Required task: Format the items below as one JSON list of strings, with one string per line and no blank lines included.

Record excerpts:
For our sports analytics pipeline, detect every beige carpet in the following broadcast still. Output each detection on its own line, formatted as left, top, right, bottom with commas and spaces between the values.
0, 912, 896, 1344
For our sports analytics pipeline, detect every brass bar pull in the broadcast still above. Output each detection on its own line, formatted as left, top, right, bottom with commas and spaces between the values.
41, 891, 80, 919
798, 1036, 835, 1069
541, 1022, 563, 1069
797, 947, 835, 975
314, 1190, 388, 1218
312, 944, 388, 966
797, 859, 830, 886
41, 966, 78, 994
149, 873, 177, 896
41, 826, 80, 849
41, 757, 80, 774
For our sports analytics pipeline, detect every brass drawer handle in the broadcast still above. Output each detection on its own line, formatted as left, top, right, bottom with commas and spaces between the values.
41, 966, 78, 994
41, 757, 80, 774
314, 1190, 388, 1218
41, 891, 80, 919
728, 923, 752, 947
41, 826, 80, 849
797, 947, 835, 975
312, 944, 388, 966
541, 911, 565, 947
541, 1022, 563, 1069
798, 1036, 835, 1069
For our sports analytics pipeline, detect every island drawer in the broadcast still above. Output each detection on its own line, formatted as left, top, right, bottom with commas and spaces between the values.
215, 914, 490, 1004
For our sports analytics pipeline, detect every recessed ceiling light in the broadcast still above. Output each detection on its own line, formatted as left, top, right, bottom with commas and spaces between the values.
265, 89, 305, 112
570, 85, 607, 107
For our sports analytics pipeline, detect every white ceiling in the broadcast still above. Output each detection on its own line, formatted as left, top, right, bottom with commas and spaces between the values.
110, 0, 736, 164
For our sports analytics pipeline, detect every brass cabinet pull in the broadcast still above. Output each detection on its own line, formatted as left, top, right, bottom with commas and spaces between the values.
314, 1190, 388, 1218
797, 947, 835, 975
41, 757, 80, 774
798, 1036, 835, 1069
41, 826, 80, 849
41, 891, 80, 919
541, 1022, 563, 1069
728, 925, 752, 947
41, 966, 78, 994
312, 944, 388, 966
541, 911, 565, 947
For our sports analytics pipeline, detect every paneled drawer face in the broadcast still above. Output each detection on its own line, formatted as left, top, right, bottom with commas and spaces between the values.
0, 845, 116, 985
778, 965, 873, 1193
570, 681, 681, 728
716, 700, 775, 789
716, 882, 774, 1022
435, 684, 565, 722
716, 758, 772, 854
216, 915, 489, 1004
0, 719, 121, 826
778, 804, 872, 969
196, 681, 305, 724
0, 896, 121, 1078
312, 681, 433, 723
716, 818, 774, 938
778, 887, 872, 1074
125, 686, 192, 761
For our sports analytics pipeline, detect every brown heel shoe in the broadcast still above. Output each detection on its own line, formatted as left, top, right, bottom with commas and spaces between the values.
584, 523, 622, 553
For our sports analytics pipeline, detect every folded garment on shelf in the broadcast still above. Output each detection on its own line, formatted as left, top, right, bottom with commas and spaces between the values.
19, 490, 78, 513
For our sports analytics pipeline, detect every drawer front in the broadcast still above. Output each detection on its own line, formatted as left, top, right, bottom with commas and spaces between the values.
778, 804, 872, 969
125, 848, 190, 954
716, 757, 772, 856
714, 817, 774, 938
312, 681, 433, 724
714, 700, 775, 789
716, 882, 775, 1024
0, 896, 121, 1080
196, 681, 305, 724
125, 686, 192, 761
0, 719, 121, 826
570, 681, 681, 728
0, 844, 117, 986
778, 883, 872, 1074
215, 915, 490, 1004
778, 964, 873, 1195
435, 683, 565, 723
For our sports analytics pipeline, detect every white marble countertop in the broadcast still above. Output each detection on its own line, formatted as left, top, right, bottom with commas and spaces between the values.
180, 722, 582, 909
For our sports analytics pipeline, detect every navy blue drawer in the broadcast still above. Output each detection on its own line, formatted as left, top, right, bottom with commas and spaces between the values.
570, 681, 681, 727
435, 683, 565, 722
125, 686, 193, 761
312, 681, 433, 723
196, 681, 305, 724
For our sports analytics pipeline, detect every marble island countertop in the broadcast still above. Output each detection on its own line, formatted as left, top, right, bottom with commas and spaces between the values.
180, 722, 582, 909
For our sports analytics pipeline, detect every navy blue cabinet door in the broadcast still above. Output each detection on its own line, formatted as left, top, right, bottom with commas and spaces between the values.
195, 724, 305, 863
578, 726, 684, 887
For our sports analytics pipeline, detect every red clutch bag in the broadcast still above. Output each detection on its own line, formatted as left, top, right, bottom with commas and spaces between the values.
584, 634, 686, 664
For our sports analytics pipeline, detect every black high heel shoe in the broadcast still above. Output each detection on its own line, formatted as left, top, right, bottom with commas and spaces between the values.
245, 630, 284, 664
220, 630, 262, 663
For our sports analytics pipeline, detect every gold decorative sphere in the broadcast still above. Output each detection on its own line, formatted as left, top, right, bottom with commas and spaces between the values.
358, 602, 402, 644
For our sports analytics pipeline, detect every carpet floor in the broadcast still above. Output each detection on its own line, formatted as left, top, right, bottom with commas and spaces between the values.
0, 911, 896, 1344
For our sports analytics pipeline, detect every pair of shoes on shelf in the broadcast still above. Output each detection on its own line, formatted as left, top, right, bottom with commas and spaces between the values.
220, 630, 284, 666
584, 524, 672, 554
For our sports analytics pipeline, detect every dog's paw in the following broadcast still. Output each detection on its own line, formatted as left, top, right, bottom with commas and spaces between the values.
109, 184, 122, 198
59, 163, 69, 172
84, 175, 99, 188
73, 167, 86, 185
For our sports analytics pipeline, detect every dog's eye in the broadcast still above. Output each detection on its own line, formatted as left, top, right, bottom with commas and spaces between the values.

Result of this task:
[
  "For our sports analytics pipeline, detect every beige carpet in the following broadcast still. Output each detection on its own line, formatted as left, top, right, bottom with commas and spaces between the values.",
  "0, 912, 896, 1344",
  "For our sports analytics pipeline, detect every brass bar pull in the broadcast still above. Output each detection on its own line, formatted as left, top, right, bottom with commas and spaces between the values.",
  "41, 891, 80, 919",
  "798, 1036, 835, 1069",
  "541, 1022, 563, 1069",
  "797, 947, 835, 975",
  "314, 1190, 388, 1218",
  "312, 944, 388, 966",
  "797, 859, 830, 886",
  "41, 966, 78, 994",
  "149, 873, 177, 896",
  "41, 826, 80, 849",
  "41, 757, 80, 774",
  "For our sports analytics pipeline, detect every brass drawer handle in the broadcast still above. Output each detection on its own line, formatted as left, top, right, bottom with commas and spaces between the values.",
  "41, 966, 78, 994",
  "41, 757, 80, 774",
  "314, 1190, 388, 1218",
  "41, 891, 80, 919",
  "728, 923, 752, 947",
  "41, 826, 80, 849",
  "797, 947, 835, 975",
  "312, 944, 388, 966",
  "541, 911, 565, 947",
  "541, 1022, 563, 1069",
  "798, 1036, 835, 1069",
  "For our sports analytics pipeline, detect every island drawer in the broadcast still above. Output each detection on its own line, formatted as left, top, right, bottom with commas and spaces between the values.",
  "215, 914, 490, 1004",
  "For our sports analytics pipeline, detect every recessed ceiling light in the broadcast still above. Output each detection on its own line, formatted as left, top, right, bottom with commas and spaces between the values.",
  "265, 89, 305, 112",
  "570, 85, 607, 107",
  "For our sports analytics pipeline, detect every white ceiling in the broadcast still above. Output each detection on its own line, formatted as left, top, right, bottom with commas and spaces between the values.",
  "110, 0, 736, 164",
  "For our sports analytics pipeline, detect every brass cabinet pull in the broadcast still above. Output each detection on its own line, formatted as left, top, right, bottom with commas and spaces between the values.",
  "314, 1190, 388, 1218",
  "797, 947, 835, 975",
  "41, 757, 80, 774",
  "798, 1036, 835, 1069",
  "41, 826, 80, 849",
  "41, 891, 80, 919",
  "541, 1022, 563, 1069",
  "728, 925, 752, 947",
  "41, 966, 78, 994",
  "312, 944, 388, 966",
  "541, 911, 565, 947",
  "For our sports analytics pipeline, detect every paneled drawer face in the broadcast still above. Output each detection on its own line, formatted as left, top, right, bottom with commas and spaces between the values.",
  "0, 845, 116, 985",
  "778, 965, 873, 1193",
  "570, 681, 681, 728",
  "716, 700, 775, 789",
  "716, 882, 774, 1022",
  "435, 684, 565, 722",
  "716, 758, 772, 854",
  "216, 915, 489, 1004",
  "0, 719, 121, 826",
  "778, 804, 872, 969",
  "196, 681, 305, 724",
  "0, 896, 121, 1078",
  "312, 681, 433, 723",
  "716, 818, 774, 938",
  "778, 887, 872, 1074",
  "125, 686, 192, 761",
  "For our sports analytics pipeline, detect every brown heel shoe in the broadcast still above. Output each detection on its own line, formatted as left, top, right, bottom with commas and spaces between the values.",
  "584, 523, 622, 553",
  "For our sports analytics pipeline, detect every folded garment on shelf in the broadcast still above. Output each detection on its own line, formatted as left, top, right, bottom with commas and spaces between the values.",
  "19, 490, 78, 513",
  "For our sports analytics pipeline, detect every drawer front in the broadcast still above. Output each detection on its own line, formatted as left, top, right, bottom with commas and spaces between the values.",
  "778, 804, 872, 969",
  "125, 848, 190, 954",
  "716, 757, 772, 856",
  "714, 817, 774, 938",
  "312, 681, 433, 724",
  "714, 700, 775, 789",
  "716, 882, 775, 1024",
  "0, 896, 121, 1080",
  "196, 681, 305, 724",
  "125, 686, 192, 761",
  "0, 719, 121, 826",
  "570, 681, 681, 728",
  "0, 844, 117, 986",
  "778, 883, 872, 1074",
  "215, 915, 490, 1004",
  "778, 964, 873, 1195",
  "435, 683, 565, 723",
  "For our sports analytics pipeline, detect every white marble countertop in the broadcast still above. Output each detection on its own line, formatted as left, top, right, bottom with commas and spaces between the values.",
  "180, 722, 582, 909",
  "For our sports analytics pipeline, detect every navy blue drawer in the broadcast still above. Output each detection on its own line, formatted as left, top, right, bottom with commas and spaces between the values.",
  "570, 681, 681, 727",
  "435, 683, 565, 722",
  "125, 686, 193, 761",
  "312, 681, 433, 723",
  "196, 681, 305, 724",
  "For our sports analytics pipeline, detect every marble island countertop in the broadcast still above. Output each detection on its own line, formatted as left, top, right, bottom with commas and spaces between the values.",
  "180, 722, 582, 909",
  "For our sports analytics pipeline, detect every navy blue cabinet door in the broadcast still above. Output each detection on its own line, formatted as left, top, right, bottom with commas and spaces between the values.",
  "195, 724, 305, 863",
  "578, 726, 684, 887",
  "For our sports analytics pipeline, detect every red clutch bag in the broadcast still above. Output each detection on its own line, formatted as left, top, right, bottom with commas and spaces between the values.",
  "584, 634, 686, 664",
  "For our sports analytics pipeline, detect every black high heel shoe in the broadcast still above. Output each detection on its own line, formatted as left, top, right, bottom with commas and spaces between the values.",
  "245, 630, 284, 664",
  "220, 630, 262, 663",
  "For our sports analytics pipeline, detect every gold decorative sphere in the broadcast still above. Output each detection on its own line, formatted as left, top, right, bottom with commas and spaces between the values.",
  "358, 602, 402, 644",
  "For our sports analytics pipeline, detect every carpet floor in the broadcast still above. Output each detection on its own line, formatted as left, top, right, bottom with commas and spaces between the values.",
  "0, 911, 896, 1344",
  "For our sports analytics pipeline, detect every pair of shoes on shelf in the broadcast still above. Output each detection on its own line, formatted as left, top, right, bottom with commas and spaces between the values.",
  "220, 630, 284, 666",
  "584, 524, 672, 554",
  "For our sports analytics pipeline, detect every dog's paw in the following broadcast still. Output each detection on its own line, formatted as left, top, right, bottom with commas and spaces between the values.",
  "109, 184, 122, 198",
  "59, 163, 69, 172",
  "84, 175, 99, 188",
  "73, 167, 86, 185",
  "For our sports analytics pipeline, detect every dog's eye in the broadcast still above. Output each detection on its own line, formatted as left, top, right, bottom with commas and spaces between the values."
]